## 課題の指示
• 1. 古内東子のインタビュー記事にある次の一文を英語に訳しなさい。「インタビューは、コロナ禍が続いたこの2年間を振り返ってもらうことから始めた。」
• 2. 古内東子のインタビュー記事を、最後の文の後から続けて書きなさい。

## 提示文
------------------------------

シンガーソングライター、古内東子がデビュー30周年を迎える。そのアニバーサリープロジェクトの第一弾として通算19枚目となるアルバム『体温、鼓動』がリリースされた。
前作『After The Rain』以来4年ぶりにして、新レーベル〈ALDELIGHT〉から初リリースとなるこのオリジナルアルバム、お祝い作品に相応しく豪華な面々が集っている点にも注目が注がれている。集ったのは、なんと全員がピアニスト。ラインナップは、中西康晴、河野伸、森俊之、草間信一、松本圭司、井上薫、と名だたる演奏家揃いで、いずれも古内と縁のある方々だ。そんな彼らが1曲ごとに代わる代わる登場しては彼女への祝福の気持ちを込めた熱演を披露しているのだから平凡な作品になるはずなどなく、驚くほど豊かな音世界が広がる作品に仕上がっているのである。
もちろん、30年の歩みを振り返りながら、どこまでも真摯に歌を紡いでいく主役のパフォーマンスも聴きもの。これまで共に歩んできた人たちへの感謝が随所に滲む歌声は、彼女の音楽との付き合いが長い人ほど、特別な感情を抱いてしまうことは必至だ。
インタビューは、コロナ禍が続いたこの2年間を振り返ってもらうことから始めた。
この空気久しぶりだな、伝わってくるものが違う
――コロナ禍以降の古内さんの音楽活動は、どのようなものだったのでしょうか?
「2021年の春ぐらいからライブを実施できるようになったんですが、お客さんの数は半分。これまでとは異なる状況が続くけど、ひるんではいけない。そんな思いで音楽をやっていました。
でも、徐々に会場でお酒を飲んでらっしゃるお客さんが増えてきて、それを観たときはすごく嬉しかったですね。この空気久しぶりだな、って。ホントに伝わってくるものが違うんですよね」

------------------------------

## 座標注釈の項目
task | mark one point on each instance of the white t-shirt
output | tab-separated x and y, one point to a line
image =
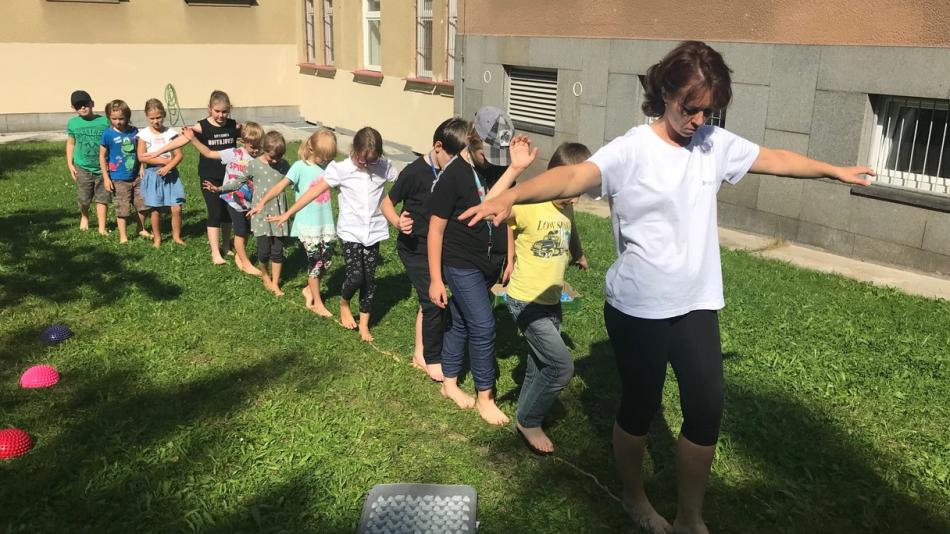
663	211
155	140
360	219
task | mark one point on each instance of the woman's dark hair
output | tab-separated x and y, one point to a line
687	71
569	154
453	134
367	142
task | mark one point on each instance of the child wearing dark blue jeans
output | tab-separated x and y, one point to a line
461	257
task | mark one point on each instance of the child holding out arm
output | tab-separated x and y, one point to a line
546	241
313	225
361	226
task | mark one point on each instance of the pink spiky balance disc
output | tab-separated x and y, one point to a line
39	376
14	442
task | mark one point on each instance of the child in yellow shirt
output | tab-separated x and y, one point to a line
546	241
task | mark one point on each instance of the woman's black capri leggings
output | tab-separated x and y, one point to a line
690	343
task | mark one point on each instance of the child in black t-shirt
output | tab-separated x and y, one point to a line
412	189
462	257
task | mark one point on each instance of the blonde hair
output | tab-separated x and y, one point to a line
219	97
119	105
252	134
154	104
274	144
319	147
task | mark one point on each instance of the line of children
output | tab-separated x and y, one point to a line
436	249
313	224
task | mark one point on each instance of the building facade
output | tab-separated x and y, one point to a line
341	63
852	82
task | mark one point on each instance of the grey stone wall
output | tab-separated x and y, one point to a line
44	122
810	99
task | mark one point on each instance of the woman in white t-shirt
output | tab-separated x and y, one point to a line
664	290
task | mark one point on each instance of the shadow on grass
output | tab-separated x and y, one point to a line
21	156
62	271
138	458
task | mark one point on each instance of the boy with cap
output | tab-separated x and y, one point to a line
84	131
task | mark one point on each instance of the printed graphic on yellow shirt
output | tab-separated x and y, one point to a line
554	243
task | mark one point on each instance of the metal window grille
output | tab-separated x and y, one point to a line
308	30
424	38
718	118
372	35
910	143
327	32
452	30
532	99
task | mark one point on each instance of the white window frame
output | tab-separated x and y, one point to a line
424	38
451	31
309	32
889	123
327	32
369	16
531	98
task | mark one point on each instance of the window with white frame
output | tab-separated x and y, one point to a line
910	143
309	31
451	31
532	99
424	38
327	32
372	35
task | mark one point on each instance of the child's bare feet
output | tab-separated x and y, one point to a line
346	316
682	527
451	390
490	411
536	438
645	517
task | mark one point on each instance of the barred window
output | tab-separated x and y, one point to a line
910	144
532	99
424	38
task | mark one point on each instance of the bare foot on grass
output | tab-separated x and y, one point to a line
536	438
346	316
645	517
691	528
365	334
451	390
490	411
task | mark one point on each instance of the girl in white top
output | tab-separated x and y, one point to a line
665	288
361	181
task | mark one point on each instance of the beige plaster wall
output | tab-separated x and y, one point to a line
924	23
401	116
252	75
148	21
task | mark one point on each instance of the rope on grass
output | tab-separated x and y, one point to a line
396	358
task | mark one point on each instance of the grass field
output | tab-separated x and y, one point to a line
192	400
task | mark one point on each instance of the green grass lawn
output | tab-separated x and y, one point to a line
192	400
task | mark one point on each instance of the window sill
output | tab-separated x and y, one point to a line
316	67
365	73
898	195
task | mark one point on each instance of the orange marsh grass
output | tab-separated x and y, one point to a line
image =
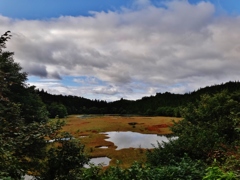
87	129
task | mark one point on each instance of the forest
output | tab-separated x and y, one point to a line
207	146
162	104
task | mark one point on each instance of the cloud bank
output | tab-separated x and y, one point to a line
130	53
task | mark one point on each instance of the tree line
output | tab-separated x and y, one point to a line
206	147
162	104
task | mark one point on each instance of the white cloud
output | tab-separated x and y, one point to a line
178	48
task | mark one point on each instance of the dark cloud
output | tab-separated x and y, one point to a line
184	44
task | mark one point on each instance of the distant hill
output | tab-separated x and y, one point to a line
162	104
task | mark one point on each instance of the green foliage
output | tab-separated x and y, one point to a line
57	110
208	130
65	161
24	130
215	173
186	169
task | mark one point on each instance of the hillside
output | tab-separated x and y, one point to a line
162	104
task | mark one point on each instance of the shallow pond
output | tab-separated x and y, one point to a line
135	140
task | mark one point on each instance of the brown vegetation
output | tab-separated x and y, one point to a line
87	128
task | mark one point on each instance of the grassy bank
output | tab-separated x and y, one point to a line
88	127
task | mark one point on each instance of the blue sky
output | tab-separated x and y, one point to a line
42	9
112	49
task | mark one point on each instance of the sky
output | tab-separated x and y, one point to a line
113	49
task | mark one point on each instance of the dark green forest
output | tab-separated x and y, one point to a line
207	144
162	104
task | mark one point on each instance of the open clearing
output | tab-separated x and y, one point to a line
88	127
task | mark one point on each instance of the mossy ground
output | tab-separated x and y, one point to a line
88	128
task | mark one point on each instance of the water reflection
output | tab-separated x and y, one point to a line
135	140
104	161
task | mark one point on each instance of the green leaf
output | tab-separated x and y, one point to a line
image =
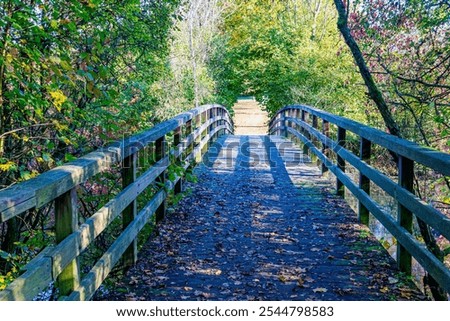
69	157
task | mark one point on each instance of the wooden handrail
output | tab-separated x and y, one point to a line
192	131
293	121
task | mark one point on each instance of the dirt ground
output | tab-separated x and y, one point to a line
249	118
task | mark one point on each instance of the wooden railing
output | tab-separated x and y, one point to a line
191	133
302	123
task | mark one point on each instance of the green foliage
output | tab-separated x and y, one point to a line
284	53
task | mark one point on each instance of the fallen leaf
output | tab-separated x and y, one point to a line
384	289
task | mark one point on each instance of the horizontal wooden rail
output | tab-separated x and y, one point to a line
287	122
200	125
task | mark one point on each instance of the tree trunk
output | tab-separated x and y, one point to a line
374	92
437	292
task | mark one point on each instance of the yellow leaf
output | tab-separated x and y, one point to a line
9	58
6	167
384	289
58	98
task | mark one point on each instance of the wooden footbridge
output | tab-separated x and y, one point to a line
262	223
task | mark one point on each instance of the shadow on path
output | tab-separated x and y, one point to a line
261	224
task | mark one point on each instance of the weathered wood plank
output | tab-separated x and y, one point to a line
431	158
364	182
66	223
37	277
404	216
103	267
341	141
47	186
129	213
419	251
161	151
424	211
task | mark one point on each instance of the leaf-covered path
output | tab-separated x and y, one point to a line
261	224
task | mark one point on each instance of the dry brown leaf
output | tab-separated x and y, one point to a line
320	290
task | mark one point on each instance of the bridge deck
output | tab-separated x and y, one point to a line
262	228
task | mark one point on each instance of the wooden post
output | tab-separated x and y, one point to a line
404	216
66	222
340	190
188	132
205	118
285	123
313	139
160	151
303	131
325	149
365	148
178	161
129	257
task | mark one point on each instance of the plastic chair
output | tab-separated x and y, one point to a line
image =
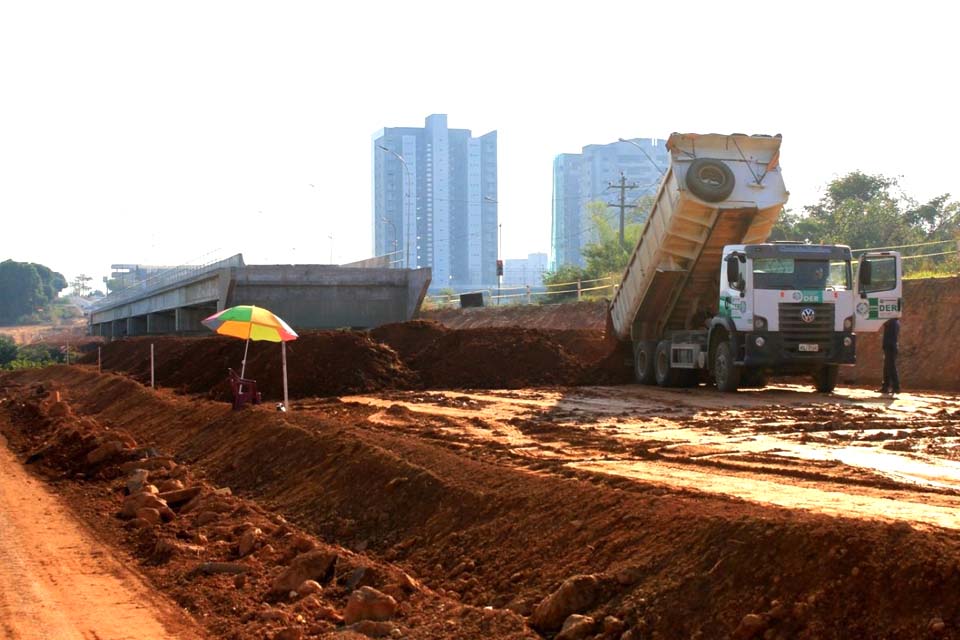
244	390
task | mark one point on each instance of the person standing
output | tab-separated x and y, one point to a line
891	341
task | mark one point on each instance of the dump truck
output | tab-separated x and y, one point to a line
705	297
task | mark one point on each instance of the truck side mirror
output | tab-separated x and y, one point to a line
866	271
733	270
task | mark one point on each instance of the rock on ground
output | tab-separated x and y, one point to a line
367	603
575	595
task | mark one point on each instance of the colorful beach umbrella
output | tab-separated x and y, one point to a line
249	322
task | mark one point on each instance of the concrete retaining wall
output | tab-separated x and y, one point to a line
306	296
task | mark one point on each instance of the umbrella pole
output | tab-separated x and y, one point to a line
243	365
283	352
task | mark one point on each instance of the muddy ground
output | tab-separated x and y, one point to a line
667	513
507	482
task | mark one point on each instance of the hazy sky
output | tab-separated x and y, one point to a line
161	132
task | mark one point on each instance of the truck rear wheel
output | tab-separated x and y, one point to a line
667	376
725	372
825	378
710	180
644	356
753	378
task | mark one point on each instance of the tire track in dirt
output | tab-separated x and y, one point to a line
56	581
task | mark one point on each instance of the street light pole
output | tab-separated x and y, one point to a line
393	256
406	171
499	245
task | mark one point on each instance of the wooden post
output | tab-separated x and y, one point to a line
286	398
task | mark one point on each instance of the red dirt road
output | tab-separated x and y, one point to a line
57	581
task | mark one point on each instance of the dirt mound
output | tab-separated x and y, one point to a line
407	355
320	363
573	315
930	325
500	357
238	568
490	529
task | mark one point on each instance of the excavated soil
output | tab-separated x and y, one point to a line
410	355
574	315
496	500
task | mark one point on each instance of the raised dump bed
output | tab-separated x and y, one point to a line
719	190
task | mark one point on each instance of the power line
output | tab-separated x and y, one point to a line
623	206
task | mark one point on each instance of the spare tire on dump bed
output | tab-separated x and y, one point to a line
710	180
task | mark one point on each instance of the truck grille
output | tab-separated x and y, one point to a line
796	332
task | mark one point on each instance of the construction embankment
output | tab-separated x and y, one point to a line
472	536
649	513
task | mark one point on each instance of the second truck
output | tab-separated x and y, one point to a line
705	296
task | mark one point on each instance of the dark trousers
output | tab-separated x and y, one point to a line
891	379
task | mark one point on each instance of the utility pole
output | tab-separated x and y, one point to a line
623	206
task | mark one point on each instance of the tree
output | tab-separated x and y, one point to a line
26	288
8	350
865	212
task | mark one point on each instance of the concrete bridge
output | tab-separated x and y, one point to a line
306	296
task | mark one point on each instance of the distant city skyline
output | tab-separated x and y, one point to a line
435	200
139	135
585	177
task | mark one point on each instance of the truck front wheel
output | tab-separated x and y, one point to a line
644	356
825	378
725	372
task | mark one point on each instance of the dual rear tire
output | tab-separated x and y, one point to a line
651	365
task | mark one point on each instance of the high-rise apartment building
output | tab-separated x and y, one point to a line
435	201
581	178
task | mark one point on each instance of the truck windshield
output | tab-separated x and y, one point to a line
790	273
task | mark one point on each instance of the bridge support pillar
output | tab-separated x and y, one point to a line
162	322
188	319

------------------------------

## 解答
• 1. The interview began by asking her to look back on the past two years, during which the COVID-19 pandemic continued.

• 2.
――そうですよね。どうなんでしょう、このコロナ禍のムードって今回の作品制作において影響があったと感じます?
「それほど意識はしてないですけど、皆さんと同じようにコロナ禍のなかで生活していたので、知らないうちに変化していた部分がもしかしたらあるかもしれない。こういうことを経験したから取り入れよう、と直接的なものはなく」
音楽を分かち合ってきた6人のピアニストへの〈当て書き〉
――では、アルバム作りの出発点について教えてください。
「これまでを振り返ってみて、楽器を弾いてくださる方とのコラボからたくさんの刺激と影響を受けてきた、そんな30年だったと思う。
特にピアニストからさまざまなこと助けてもらったって気持ちはすごく大きい。そもそも私にとってピアノはいちばん身近な存在。ということから、ピアノをフィーチャーしたアルバムにしようという発想におのずと向かったわけです。やるならば、いろんなピアニストを呼びたい。ただ新曲は書きたい。だったら皆さんに弾いてもらうことを前提とした楽曲を作ろうと」
――どの曲も当て書きだったわけですね。アルバムを聴いた印象は、すごく人間味あふれる作品になっているというか、ハートウォーミングな感触がとても強い。それって、レコーディング中にピアニストの方々との間に流れていた空気が反映してるんでしょうね。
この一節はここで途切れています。